◆ **Required task**: Reproduce all of the material below line for line, changing nothing.

[Entries for labeling object positions]
((

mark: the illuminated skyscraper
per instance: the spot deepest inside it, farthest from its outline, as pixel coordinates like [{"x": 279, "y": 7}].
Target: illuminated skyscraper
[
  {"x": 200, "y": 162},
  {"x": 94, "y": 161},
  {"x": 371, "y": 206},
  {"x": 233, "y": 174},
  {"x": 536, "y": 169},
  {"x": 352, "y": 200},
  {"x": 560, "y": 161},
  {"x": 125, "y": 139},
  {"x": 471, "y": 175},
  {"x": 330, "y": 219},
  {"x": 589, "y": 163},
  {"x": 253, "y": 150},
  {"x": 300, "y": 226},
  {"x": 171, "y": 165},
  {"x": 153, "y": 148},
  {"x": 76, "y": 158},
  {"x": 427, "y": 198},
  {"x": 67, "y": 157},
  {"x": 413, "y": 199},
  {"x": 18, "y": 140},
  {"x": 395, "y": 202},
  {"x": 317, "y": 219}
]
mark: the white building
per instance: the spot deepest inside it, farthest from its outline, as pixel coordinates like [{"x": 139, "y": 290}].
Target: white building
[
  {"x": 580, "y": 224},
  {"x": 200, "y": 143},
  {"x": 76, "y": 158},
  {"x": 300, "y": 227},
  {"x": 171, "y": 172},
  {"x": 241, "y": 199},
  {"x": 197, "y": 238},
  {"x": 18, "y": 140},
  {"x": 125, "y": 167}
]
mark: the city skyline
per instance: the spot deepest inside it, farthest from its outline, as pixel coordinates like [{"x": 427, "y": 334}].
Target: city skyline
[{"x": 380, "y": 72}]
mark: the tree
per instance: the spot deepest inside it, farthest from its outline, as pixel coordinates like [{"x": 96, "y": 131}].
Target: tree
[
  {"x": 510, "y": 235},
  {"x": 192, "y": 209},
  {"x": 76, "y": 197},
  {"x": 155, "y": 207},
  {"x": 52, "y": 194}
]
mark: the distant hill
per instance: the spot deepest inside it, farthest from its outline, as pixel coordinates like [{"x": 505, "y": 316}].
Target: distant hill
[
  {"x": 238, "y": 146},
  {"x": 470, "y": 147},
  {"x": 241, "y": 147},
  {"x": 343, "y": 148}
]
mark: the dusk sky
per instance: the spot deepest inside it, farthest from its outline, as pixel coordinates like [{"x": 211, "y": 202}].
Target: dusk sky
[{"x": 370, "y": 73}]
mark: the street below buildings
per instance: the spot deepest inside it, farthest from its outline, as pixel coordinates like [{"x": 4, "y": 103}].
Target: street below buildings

))

◆ **Final result**:
mark: the illuminated skyscraper
per instance: the spot deepest inside it, farthest from its outline, as pixel coordinates like [{"x": 279, "y": 7}].
Target: illuminated skyscraper
[
  {"x": 200, "y": 162},
  {"x": 94, "y": 161},
  {"x": 371, "y": 206},
  {"x": 233, "y": 174},
  {"x": 536, "y": 169},
  {"x": 352, "y": 200},
  {"x": 560, "y": 161},
  {"x": 125, "y": 139},
  {"x": 471, "y": 175},
  {"x": 330, "y": 219},
  {"x": 589, "y": 163},
  {"x": 253, "y": 150},
  {"x": 300, "y": 226},
  {"x": 171, "y": 165},
  {"x": 153, "y": 148},
  {"x": 76, "y": 158},
  {"x": 427, "y": 198},
  {"x": 67, "y": 157},
  {"x": 413, "y": 199},
  {"x": 18, "y": 140},
  {"x": 395, "y": 202},
  {"x": 317, "y": 219}
]
mark: the white building
per instance: the spot deepest inside it, farthest from its outline, as pixel coordinates like [{"x": 139, "y": 290}].
Target: white building
[
  {"x": 580, "y": 224},
  {"x": 200, "y": 143},
  {"x": 76, "y": 158},
  {"x": 300, "y": 227},
  {"x": 171, "y": 172},
  {"x": 241, "y": 199},
  {"x": 197, "y": 238},
  {"x": 18, "y": 140},
  {"x": 125, "y": 167}
]
mark: the city skyline
per instance: the spot deepest inside it, farthest from its outline, as pixel coordinates like [{"x": 427, "y": 334}].
Target: city skyline
[{"x": 380, "y": 72}]
mark: the tree
per instance: the spot deepest inside it, farthest from its outline, as pixel coordinates like [{"x": 96, "y": 131}].
Target: tree
[
  {"x": 510, "y": 235},
  {"x": 192, "y": 209},
  {"x": 76, "y": 197},
  {"x": 155, "y": 207},
  {"x": 52, "y": 194}
]
mark: the distant hill
per instance: the spot deepest inside it, farthest from its outline, as pixel coordinates like [{"x": 505, "y": 316}].
Target: distant hill
[
  {"x": 238, "y": 146},
  {"x": 470, "y": 147},
  {"x": 241, "y": 147},
  {"x": 343, "y": 148}
]
mark: the dusk sky
per instance: the spot deepest inside it, farthest from its outline, as pixel coordinates like [{"x": 211, "y": 202}].
Target: dusk sky
[{"x": 370, "y": 73}]
mark: the street below buildings
per instance: the spot deepest inside it, farthest from its outline, as pixel coordinates like [{"x": 4, "y": 103}].
Target: street below buildings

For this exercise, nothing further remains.